** Task instructions **
Write out every one of the rows below again, word for word and unchanged.

(Some rows)
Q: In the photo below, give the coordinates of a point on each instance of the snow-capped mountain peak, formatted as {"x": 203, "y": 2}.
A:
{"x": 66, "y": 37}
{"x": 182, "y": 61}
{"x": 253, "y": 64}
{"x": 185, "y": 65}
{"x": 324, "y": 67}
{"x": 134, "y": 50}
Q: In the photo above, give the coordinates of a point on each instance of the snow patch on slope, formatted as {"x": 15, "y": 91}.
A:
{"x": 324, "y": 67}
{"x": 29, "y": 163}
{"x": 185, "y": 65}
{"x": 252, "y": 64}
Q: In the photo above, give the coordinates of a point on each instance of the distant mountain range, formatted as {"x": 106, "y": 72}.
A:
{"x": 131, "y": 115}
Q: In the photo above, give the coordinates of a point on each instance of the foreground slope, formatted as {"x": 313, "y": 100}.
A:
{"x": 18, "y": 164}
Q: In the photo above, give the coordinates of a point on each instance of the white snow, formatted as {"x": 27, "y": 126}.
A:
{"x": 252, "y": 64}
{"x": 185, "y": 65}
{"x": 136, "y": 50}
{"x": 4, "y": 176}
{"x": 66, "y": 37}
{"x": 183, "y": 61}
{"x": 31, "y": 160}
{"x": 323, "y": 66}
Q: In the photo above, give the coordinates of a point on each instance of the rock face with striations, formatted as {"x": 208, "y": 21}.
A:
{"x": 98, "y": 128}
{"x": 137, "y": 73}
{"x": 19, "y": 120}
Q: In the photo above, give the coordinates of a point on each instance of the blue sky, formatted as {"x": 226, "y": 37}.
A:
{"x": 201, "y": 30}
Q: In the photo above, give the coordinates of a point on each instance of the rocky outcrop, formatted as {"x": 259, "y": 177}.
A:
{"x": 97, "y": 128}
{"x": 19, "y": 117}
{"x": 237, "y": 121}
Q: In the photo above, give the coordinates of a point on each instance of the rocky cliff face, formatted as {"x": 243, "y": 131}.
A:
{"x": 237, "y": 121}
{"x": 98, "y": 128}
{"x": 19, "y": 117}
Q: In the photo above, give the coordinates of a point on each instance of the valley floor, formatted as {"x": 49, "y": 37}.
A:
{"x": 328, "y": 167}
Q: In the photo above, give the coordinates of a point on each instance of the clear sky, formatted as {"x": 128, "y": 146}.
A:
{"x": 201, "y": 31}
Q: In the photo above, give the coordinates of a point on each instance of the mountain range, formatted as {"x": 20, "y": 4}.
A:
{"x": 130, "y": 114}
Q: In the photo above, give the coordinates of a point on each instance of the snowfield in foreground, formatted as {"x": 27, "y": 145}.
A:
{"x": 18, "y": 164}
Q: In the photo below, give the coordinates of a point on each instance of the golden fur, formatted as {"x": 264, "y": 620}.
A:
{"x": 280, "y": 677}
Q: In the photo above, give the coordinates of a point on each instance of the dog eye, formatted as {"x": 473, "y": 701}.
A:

** Exercise output **
Q: In the photo below, give the coordinates of a point on each instance of the snow-capped mountain peak, formatted as {"x": 203, "y": 2}.
A:
{"x": 66, "y": 37}
{"x": 182, "y": 61}
{"x": 253, "y": 64}
{"x": 185, "y": 65}
{"x": 324, "y": 67}
{"x": 134, "y": 50}
Q: In the photo above, give the coordinates of a point on each instance of the snow patch on slope, formatted as {"x": 15, "y": 91}.
A:
{"x": 324, "y": 67}
{"x": 29, "y": 163}
{"x": 185, "y": 65}
{"x": 252, "y": 64}
Q: In the photo above, give the coordinates of a point on each instance of the distant mountain range, formatted as {"x": 106, "y": 72}.
A:
{"x": 131, "y": 115}
Q: In the photo above, give the coordinates of a point on each instance of the foreground slope, formatted as {"x": 313, "y": 100}.
A:
{"x": 18, "y": 164}
Q: In the photo above, give the coordinates of a point on each instance of the white snow, formatted as {"x": 27, "y": 126}.
A:
{"x": 252, "y": 64}
{"x": 185, "y": 65}
{"x": 136, "y": 50}
{"x": 4, "y": 176}
{"x": 66, "y": 37}
{"x": 183, "y": 61}
{"x": 31, "y": 160}
{"x": 323, "y": 66}
Q: In the photo above, give the coordinates of a point on each instance of the rock face with striations, formatted as {"x": 208, "y": 21}.
A:
{"x": 98, "y": 128}
{"x": 137, "y": 73}
{"x": 19, "y": 120}
Q: In the photo above, give the coordinates of a point on each instance of the blue sky, formatted as {"x": 226, "y": 37}.
A:
{"x": 201, "y": 30}
Q: In the photo above, give the coordinates of a point on each instance of the rocky outcrop, formatted as {"x": 259, "y": 177}.
A:
{"x": 97, "y": 128}
{"x": 19, "y": 117}
{"x": 237, "y": 121}
Q: In the photo above, give the coordinates of a point on each instance of the rocky cliff face, formatted as {"x": 243, "y": 131}.
A:
{"x": 237, "y": 121}
{"x": 98, "y": 128}
{"x": 19, "y": 117}
Q: In the photo above, give the coordinates of a point on each instance of the valley floor, formatted as {"x": 49, "y": 37}.
A:
{"x": 328, "y": 167}
Q: In the photo above, give the coordinates of a point on each instance of the clear sky, formatted as {"x": 128, "y": 146}.
A:
{"x": 201, "y": 31}
Q: In the photo above, give the coordinates of a point on each instance of the mountain range, formatted as {"x": 20, "y": 4}.
A:
{"x": 130, "y": 114}
Q: In the photo above, give the coordinates of a point on each instance of the snowfield in foreground, formatted as {"x": 27, "y": 145}.
A:
{"x": 18, "y": 164}
Q: In the photo below, give the coordinates of a point on each instance of the golden fur, formatted as {"x": 264, "y": 620}.
A:
{"x": 280, "y": 677}
Q: In the photo above, give the coordinates of a point on each instance of the dog eye, formatted as {"x": 473, "y": 701}.
A:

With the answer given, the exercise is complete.